__DATASET ENTRIES__.
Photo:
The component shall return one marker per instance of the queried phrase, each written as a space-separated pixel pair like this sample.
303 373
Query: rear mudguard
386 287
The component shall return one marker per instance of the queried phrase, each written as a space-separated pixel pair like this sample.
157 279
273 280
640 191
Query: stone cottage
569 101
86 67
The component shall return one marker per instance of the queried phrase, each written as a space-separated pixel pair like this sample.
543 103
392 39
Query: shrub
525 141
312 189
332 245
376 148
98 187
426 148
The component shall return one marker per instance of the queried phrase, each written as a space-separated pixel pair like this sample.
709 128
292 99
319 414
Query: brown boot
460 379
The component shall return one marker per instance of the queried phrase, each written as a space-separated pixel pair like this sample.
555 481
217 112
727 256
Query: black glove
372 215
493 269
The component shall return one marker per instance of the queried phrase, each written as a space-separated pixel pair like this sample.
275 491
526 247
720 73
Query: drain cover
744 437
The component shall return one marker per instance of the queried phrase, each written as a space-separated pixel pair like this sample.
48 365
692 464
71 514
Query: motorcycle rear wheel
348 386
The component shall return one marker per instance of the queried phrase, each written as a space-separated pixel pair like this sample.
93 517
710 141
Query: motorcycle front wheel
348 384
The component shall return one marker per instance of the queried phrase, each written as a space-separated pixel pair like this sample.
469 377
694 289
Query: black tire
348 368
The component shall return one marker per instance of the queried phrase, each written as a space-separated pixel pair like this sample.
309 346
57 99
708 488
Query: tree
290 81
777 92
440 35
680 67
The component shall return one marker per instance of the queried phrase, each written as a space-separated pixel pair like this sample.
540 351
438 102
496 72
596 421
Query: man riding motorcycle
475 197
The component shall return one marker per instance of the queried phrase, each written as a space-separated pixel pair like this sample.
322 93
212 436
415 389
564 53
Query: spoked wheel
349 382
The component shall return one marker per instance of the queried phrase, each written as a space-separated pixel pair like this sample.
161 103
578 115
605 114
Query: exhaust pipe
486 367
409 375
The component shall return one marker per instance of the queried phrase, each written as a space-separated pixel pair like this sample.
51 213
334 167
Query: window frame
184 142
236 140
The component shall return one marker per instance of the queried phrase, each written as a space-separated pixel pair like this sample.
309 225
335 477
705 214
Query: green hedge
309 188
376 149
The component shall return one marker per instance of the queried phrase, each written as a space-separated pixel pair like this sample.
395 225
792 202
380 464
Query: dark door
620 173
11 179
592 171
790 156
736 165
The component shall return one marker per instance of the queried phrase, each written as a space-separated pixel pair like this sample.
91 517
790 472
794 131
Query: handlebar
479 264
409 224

__EXERCISE DIRECTIONS__.
Please output the complete data exactly.

__REPLY TO THE EXERCISE__.
Photo:
The component shall return one marker per instance of the queried phrase, each written as a space-separated pixel pair like this sample.
303 373
Query: rear mudguard
386 287
The component shall return one marker per instance of the queried phrase, each written as a space-separated pixel pair like this sample.
157 279
273 280
640 191
Query: stone cottage
569 101
86 67
The component shall return one marker per instance of the queried phrase, each written as a space-separated pixel pair like this sample.
543 103
392 39
Query: shrub
525 141
312 189
332 245
376 148
98 187
426 148
The component shall return one marker per instance of the queried phrase, each written as a space-separated pixel pair like this sample.
709 128
292 99
319 414
Query: brown boot
460 379
The component shall return one marker per instance of the queried phrase, each written as a space-separated pixel pair like this sample.
555 481
217 112
727 256
Query: black glove
372 215
493 269
The component shall return one marker per instance of the queried phrase, each written as a space-separated pixel pair like this sample.
275 491
526 247
720 73
Query: drain cover
744 437
The component shall return one marker per instance of the queried phrase, each written as a space-separated pixel pair like this sample.
48 365
692 464
71 514
Query: motorcycle rear wheel
348 386
The component shall return one marker per instance of the queried phrase, each written as a space-separated pixel pair like this sample.
93 517
710 141
Query: motorcycle front wheel
348 384
The component shall return one marker per instance of the queried phrase, each written as a space-separated pixel pair like this sample.
469 377
694 289
Query: black tire
348 368
The component shall return one marker per instance of the queried phrase, each written as a space-separated pixel pair like this sample.
309 346
57 99
708 488
Query: tree
290 81
777 92
440 35
680 67
The component shall return one marker per instance of the queried phrase, each written as a space-separated pixel pair like this sample.
540 351
438 102
496 72
596 421
Query: man riding motorcycle
475 197
The component shall return one marker per instance of the queried phrase, each written as a space-separated pixel pair like this sample.
322 93
212 436
415 389
564 53
Query: spoked wheel
349 382
The component shall return one marker per instance of the queried phrase, each written as a space-separated pixel pair like this sample.
161 103
578 115
605 114
Query: exhaust pipe
486 367
409 375
The component shall return one marker per instance of the queried phrase, each written as a space-separated pixel pair like this sample.
51 213
334 167
Query: window frame
184 142
236 140
The component shall return one marker per instance of the queried phrase, each written as a space-separated pixel pair like this sample.
309 225
335 477
705 214
Query: green hedge
309 188
376 149
The component shall return one marker per instance of the queried phrase, each written as a space-separated pixel pair like this sample.
395 225
792 202
380 464
Query: dark door
620 173
11 179
592 171
790 156
736 165
The component shall return one marker per instance of the queried phrase, each written as a space-separated pixel pair like this sample.
91 517
790 472
794 131
Query: handlebar
479 264
409 224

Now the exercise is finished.